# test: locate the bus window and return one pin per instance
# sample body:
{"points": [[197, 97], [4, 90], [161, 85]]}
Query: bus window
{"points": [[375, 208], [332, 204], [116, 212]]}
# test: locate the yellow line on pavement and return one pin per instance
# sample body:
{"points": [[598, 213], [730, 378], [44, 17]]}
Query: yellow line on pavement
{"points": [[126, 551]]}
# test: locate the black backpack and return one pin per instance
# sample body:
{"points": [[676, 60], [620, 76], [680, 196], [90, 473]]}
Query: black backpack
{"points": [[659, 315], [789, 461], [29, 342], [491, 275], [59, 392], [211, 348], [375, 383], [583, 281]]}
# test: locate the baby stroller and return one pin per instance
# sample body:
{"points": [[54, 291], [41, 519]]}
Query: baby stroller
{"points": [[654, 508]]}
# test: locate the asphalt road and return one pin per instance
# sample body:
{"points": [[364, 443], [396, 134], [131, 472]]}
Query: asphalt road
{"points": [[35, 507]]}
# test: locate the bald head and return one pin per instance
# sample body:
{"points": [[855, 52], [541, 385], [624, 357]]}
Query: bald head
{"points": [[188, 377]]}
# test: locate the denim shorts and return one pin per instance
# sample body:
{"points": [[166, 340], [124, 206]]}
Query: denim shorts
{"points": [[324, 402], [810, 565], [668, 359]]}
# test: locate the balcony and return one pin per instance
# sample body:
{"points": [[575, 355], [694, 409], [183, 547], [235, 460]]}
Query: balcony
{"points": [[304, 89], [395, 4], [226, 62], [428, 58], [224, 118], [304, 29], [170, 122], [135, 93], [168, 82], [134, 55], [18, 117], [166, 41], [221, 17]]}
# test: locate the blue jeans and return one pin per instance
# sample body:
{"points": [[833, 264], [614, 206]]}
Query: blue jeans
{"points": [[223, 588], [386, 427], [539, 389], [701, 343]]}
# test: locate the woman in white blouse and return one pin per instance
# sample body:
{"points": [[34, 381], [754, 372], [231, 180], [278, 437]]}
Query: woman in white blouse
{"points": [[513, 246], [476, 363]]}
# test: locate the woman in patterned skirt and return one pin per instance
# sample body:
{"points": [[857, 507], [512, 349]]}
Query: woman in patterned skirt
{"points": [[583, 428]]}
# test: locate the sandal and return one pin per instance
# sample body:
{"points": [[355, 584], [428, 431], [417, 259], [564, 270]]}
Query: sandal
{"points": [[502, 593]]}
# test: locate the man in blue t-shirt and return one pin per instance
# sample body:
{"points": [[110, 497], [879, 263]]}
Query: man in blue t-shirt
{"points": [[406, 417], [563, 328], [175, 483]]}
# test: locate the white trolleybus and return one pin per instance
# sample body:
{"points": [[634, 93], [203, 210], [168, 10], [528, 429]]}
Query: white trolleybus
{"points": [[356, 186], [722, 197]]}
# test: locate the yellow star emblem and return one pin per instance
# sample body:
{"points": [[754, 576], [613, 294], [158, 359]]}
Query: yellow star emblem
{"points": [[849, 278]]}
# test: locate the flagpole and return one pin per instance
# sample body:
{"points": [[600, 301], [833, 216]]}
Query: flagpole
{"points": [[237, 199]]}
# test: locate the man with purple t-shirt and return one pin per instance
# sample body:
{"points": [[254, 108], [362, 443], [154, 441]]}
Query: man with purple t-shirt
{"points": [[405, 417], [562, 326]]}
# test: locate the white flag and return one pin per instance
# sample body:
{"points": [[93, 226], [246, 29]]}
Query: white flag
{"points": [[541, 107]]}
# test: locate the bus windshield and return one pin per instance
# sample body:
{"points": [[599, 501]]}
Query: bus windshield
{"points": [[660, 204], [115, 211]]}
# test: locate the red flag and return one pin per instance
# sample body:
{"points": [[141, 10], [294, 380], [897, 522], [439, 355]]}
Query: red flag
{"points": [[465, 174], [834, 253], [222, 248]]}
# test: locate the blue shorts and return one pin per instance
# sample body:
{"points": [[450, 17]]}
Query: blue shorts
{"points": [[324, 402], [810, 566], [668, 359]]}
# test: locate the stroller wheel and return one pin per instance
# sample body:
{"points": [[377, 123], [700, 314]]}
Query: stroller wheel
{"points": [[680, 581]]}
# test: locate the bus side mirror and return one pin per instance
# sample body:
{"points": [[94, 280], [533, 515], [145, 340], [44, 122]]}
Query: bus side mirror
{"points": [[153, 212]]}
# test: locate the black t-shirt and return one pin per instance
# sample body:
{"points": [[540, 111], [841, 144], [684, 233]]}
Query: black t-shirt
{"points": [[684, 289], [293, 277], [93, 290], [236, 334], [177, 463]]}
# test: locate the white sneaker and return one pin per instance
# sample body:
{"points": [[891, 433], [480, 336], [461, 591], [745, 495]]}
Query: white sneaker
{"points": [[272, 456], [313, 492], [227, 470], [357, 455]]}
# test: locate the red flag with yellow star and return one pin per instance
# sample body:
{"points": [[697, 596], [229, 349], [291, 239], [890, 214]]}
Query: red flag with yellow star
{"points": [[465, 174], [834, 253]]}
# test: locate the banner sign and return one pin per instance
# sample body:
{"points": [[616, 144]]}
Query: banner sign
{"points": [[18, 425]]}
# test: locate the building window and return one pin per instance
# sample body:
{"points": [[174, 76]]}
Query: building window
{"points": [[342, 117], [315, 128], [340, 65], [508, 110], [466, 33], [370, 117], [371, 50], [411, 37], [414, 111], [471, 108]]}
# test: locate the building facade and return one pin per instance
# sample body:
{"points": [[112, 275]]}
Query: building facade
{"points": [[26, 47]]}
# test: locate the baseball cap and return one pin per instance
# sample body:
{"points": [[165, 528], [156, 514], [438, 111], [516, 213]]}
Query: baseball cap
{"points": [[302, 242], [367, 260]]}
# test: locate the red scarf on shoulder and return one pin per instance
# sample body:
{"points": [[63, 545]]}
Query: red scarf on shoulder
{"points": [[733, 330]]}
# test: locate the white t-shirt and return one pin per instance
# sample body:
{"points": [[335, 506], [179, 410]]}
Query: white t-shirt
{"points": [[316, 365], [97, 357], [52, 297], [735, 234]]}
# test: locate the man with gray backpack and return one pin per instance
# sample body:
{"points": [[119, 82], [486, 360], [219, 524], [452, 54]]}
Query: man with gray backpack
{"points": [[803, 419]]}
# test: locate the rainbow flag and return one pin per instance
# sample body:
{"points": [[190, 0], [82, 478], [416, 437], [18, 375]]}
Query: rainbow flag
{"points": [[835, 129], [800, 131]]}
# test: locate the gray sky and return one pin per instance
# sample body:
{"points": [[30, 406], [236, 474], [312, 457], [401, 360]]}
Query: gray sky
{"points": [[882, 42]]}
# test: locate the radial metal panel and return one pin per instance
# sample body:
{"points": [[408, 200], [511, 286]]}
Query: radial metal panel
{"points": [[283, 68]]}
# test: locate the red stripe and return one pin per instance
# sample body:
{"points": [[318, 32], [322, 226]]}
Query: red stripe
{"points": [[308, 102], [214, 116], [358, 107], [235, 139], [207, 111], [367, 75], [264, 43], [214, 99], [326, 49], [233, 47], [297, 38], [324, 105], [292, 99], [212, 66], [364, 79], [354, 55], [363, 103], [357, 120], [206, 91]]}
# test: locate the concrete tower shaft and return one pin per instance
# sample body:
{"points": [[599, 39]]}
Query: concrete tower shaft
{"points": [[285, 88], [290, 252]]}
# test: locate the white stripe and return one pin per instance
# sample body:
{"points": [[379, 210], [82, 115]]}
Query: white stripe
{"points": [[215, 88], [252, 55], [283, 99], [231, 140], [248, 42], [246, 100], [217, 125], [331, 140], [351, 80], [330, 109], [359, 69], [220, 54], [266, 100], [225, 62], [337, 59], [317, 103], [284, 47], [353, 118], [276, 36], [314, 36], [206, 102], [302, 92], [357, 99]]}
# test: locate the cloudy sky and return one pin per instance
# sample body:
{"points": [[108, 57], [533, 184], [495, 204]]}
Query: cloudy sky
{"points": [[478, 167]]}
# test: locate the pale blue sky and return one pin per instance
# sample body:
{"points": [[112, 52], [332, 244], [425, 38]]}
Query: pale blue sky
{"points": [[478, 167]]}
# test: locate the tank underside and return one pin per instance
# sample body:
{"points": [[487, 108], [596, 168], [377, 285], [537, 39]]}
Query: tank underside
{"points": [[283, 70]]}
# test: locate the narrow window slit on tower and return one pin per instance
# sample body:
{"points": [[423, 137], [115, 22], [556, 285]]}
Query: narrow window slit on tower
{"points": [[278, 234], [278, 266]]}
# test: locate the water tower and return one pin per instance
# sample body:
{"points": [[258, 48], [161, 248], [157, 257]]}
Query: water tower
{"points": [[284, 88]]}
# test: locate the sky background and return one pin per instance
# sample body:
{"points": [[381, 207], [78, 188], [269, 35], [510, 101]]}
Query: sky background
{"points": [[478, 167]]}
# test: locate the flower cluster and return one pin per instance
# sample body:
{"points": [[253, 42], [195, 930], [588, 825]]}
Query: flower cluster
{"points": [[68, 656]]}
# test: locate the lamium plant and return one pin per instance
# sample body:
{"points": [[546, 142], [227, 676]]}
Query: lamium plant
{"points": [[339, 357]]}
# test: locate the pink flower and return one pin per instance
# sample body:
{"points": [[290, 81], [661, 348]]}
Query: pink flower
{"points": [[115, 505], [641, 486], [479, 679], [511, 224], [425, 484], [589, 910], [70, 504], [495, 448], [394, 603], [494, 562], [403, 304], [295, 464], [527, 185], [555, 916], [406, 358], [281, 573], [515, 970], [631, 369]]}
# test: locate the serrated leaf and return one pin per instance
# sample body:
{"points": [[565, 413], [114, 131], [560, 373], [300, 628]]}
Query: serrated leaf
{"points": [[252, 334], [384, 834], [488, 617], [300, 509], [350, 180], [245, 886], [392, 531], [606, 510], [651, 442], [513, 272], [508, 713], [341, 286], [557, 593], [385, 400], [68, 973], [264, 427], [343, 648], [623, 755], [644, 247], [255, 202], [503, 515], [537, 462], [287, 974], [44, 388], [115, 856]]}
+-------+
Task prompt:
Output the lines from the line containing "# test: locate the narrow" to the end, both included; add nothing.

Output:
# test: locate the narrow window slit on tower and return one pin per instance
# sample body:
{"points": [[423, 137], [115, 22], [556, 285]]}
Query: narrow window slit on tower
{"points": [[278, 234], [278, 266]]}
# test: locate the water tower and return one pin per instance
# sample body:
{"points": [[258, 48], [161, 248], [157, 257]]}
Query: water tower
{"points": [[284, 88]]}
# test: locate the sky background and return one pin per instance
# sample body:
{"points": [[381, 207], [78, 188], [269, 35], [510, 101]]}
Query: sky background
{"points": [[478, 167]]}
# test: locate the flower cluster and return one pin per instance
# sample body:
{"points": [[253, 42], [195, 930], [588, 825]]}
Query: flower cluster
{"points": [[68, 656]]}
# test: locate the lamium plant and return one pin per instance
# sample body:
{"points": [[546, 142], [227, 676]]}
Query: lamium plant
{"points": [[339, 357]]}
# test: locate the pink flower and return one pin per instance
# sample body:
{"points": [[290, 81], [661, 348]]}
Query: pink flower
{"points": [[115, 505], [641, 486], [479, 679], [511, 224], [425, 484], [589, 910], [70, 504], [495, 448], [394, 603], [494, 562], [403, 304], [295, 464], [527, 185], [555, 916], [406, 358], [281, 573], [515, 970], [631, 369]]}
# test: locate the serrated leaf and return one pin per instance
# sample body:
{"points": [[565, 413], [114, 131], [560, 373], [300, 628]]}
Query: serrated leaf
{"points": [[252, 334], [384, 834], [488, 617], [300, 509], [350, 180], [245, 886], [392, 531], [606, 510], [651, 442], [513, 272], [508, 713], [341, 286], [557, 593], [385, 400], [68, 973], [264, 427], [343, 648], [623, 755], [644, 247], [255, 202], [503, 515], [537, 462], [287, 974], [44, 388], [115, 856]]}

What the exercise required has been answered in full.